Text under study –
--- START ---

Shawn Shatto’s parents said she killed herself using a specific recipe she got from the site, which describes itself “pro-choice” when it comes to suicide.

By Jill Sederstrom
Shawn Shatto

On May 22, Pennsylvania 25-year-old Shawn Shatto took her own life—but her parents say she was aided by an “evil” online forum where members not only provided her with a special recipe to make a successful attempt but also encouraged her in the act, wishing her “safe travels” just before she died.

“Not one person said there is another way,” her mom, Jackie Bieber, told The York Daily Record. “It’s like a cult.”

Shatto was discovered lying on her bedroom floor, blue and cold to the touch by her terrified mother, who quickly realized her kind-spirited daughter who loved fantasy and gaming was dead.

The death initially left the family and Newberry Township police baffled. There were no empty pill bottles or clues left behind in the room to provide insight about what may have led to Shatto’s untimely death. However, after Shatto’s phone was discovered they learned the disturbing truth of her final days.

Through posts on her phone they discovered that Shatto—who her family said had always struggled to find her place in the world—had turned to an online forum that describes itself as “pro-choice” on its views on suicide.

Shawn Shatto

Through the forum, her family says she found specific instructions on how to kill herself including a three-day recipe of various over-the-counter medications.

Shatto had meticulously copied down the recipe—which was created so that the person ingesting the medications would not vomit up the poison they consumed—and discussed her progress on the site.

“Just took it. I’m (bleeping) terrified,” she wrote in her final message, according to information that had been stored on her phone.

But rather than call authorities or encourage her to seek help, fellow members appeared to encourage her.

“Safe travels and I hope you find peace,” one commenter wrote with a thumbs-up emoji.

Others wished her “good luck” in her final moments.

“They were cheering her on to the finish line of a suicide,” her aunt Elizabeth Hoffman told local station WPMT.

--- END ---

Problem statement – Resume the article on Shawn Shatto's death, starting right after its last sentence.

Information given –
--- START ---

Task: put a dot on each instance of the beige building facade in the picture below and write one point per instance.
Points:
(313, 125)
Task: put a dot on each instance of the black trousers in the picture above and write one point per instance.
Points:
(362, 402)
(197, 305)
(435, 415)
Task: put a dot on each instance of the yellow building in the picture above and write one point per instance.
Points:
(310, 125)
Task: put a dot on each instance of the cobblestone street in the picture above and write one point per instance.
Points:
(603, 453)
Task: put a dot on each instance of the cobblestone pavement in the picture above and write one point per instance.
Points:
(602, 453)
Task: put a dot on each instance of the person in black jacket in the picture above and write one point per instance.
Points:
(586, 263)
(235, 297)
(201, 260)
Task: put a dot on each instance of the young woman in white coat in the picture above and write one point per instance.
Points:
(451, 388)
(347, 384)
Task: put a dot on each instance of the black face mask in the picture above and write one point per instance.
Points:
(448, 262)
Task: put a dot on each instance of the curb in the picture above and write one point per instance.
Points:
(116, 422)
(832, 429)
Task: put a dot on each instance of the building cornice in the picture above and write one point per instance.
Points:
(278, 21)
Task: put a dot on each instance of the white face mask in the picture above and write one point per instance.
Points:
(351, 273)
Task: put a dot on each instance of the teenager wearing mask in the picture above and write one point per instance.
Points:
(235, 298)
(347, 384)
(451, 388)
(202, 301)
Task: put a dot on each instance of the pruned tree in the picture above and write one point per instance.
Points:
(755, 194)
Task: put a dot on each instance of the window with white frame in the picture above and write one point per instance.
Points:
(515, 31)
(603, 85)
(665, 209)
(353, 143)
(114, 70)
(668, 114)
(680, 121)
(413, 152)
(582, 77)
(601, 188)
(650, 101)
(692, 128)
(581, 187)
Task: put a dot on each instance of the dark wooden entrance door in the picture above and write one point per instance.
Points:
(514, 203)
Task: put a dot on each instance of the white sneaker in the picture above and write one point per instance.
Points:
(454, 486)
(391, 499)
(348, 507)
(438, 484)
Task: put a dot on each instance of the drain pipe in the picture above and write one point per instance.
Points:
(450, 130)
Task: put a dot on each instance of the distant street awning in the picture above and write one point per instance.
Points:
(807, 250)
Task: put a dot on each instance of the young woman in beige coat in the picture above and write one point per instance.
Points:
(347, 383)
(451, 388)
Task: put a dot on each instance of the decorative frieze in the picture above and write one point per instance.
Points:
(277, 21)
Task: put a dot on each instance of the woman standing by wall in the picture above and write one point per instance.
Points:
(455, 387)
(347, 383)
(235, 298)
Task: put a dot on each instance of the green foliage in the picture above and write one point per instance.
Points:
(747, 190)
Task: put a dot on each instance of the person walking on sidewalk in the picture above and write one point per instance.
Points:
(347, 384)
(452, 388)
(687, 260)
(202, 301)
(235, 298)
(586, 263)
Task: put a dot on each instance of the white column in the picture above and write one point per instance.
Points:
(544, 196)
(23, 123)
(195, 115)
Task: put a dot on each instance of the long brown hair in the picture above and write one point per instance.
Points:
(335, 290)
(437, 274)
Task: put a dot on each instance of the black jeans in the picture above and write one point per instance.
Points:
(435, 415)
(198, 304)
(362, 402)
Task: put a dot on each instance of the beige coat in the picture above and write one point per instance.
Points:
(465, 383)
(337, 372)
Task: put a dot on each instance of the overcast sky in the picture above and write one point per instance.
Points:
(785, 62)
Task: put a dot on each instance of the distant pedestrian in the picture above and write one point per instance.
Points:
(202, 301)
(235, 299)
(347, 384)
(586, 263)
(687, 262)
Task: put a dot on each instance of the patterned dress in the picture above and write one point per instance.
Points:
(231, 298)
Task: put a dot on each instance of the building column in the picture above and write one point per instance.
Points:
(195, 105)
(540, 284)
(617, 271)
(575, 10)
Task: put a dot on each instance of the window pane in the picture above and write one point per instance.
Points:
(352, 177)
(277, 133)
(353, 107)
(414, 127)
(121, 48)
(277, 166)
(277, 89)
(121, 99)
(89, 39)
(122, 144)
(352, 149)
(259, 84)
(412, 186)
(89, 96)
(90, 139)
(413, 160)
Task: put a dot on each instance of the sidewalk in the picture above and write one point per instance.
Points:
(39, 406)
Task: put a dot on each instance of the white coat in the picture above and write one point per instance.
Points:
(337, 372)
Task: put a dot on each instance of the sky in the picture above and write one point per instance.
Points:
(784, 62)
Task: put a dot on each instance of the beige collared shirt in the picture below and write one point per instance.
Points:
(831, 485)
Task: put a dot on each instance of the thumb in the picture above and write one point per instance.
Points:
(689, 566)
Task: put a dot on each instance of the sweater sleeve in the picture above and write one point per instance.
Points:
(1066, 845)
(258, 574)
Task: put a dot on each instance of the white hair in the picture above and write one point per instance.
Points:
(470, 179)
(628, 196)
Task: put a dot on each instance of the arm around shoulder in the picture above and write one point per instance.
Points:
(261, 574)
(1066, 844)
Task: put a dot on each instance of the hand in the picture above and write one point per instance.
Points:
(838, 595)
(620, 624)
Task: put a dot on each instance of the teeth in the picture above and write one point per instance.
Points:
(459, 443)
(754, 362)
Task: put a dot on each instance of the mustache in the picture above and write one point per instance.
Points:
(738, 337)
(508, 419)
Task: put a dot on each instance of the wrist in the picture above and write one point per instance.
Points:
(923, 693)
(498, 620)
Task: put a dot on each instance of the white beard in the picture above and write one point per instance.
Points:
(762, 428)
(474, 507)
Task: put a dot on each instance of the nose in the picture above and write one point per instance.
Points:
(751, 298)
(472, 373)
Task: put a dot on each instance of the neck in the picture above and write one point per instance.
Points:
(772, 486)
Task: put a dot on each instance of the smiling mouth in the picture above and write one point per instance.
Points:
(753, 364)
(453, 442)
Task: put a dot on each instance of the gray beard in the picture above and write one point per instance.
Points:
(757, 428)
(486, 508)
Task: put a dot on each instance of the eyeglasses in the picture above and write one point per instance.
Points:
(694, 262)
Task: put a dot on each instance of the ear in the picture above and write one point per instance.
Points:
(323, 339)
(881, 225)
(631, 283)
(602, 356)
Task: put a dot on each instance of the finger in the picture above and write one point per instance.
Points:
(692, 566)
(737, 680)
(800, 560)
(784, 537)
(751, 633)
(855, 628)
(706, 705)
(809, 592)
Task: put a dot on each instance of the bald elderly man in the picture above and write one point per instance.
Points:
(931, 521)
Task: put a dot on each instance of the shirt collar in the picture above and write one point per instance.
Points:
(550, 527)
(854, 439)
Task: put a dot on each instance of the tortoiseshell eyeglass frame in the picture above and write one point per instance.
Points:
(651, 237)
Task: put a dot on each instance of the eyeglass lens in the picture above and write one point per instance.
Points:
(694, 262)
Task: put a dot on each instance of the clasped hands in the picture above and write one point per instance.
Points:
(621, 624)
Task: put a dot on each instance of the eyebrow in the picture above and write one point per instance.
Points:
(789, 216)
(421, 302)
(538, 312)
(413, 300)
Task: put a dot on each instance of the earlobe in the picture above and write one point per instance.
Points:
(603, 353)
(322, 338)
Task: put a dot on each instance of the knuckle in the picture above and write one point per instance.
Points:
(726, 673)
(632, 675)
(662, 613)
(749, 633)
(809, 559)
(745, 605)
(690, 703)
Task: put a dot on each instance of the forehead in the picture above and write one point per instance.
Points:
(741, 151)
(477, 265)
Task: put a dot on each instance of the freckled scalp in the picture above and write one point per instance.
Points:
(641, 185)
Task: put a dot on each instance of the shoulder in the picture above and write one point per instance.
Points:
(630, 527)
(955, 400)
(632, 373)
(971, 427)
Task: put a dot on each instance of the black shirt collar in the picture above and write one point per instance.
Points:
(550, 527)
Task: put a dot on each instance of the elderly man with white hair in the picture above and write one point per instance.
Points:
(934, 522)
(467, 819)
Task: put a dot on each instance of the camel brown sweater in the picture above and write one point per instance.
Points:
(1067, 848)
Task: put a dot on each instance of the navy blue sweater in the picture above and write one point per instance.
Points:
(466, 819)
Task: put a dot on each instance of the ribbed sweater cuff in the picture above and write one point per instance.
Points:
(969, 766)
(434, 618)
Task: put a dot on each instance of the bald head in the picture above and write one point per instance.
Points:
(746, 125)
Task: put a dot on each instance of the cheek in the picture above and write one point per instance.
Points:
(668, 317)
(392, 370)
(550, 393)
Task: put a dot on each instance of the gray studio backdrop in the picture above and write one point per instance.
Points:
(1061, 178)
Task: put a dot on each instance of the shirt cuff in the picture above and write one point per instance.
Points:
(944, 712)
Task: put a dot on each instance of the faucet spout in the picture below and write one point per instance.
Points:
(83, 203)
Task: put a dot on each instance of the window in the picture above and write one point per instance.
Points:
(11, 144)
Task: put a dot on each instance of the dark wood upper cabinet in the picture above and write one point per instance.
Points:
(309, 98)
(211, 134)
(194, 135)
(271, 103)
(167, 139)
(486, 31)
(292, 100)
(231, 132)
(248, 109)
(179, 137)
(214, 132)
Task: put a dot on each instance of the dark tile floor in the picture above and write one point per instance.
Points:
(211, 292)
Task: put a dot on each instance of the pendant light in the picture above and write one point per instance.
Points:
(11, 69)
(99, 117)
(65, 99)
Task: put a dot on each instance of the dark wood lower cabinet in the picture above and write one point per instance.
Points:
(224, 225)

--- END ---

Expected answer –
Shatto, who her family says suffered from severe depression and anxiety, had tried to seek help in the past visiting doctors and therapists but continued to struggle.

Her sister described Shatto to the Daily Record as someone who felt more comfortable in her fantasy worlds whether it was through gaming, anime or Harry Potter novels.

It was a “square peg in a round hold kind of life,” she said.

But her family was outraged after discovering the messages and is now seeking to get the site shut down.

No one gave her an option to live or for help," her mother said adding that she had no idea these type of sites exist.

Newberry Township Police are now looking into the matter to see whether there is anything they can do, Chief Steve Lutz told the local paper.

The site has even earn the attention of local lawmakers including Rep. Frank Ryan who asked the state’s House Judiciary committee to see whether the state had any laws on its books to prohibit such a website, WHTM reports.

As for the online forum itself, shortly after Shatto’s death a disclaimer appeared on the site describing it as a “forum where we discuss mental illness and suicide from a perspective of suicidal people, as well as the moral implications of the act itself.”

The message went on to describe the site as a “pro-choice” forum.

“We are not a pro-suicide forum, nor do we encourage anyone here to commit suicide,” the disclaimer reads. “We do not provide the means or tools to do so either.”

It also said those who were suicidal should contact a hotline, but warned that hotline volunteers “may call emergency services if they think you are at imminent risk of death.”

A site administrator known as Marquis went a step further to discuss the allegations in an email with The York Daily Record saying that after Shatto’s death the site took down the thread and had banned one of the members in question.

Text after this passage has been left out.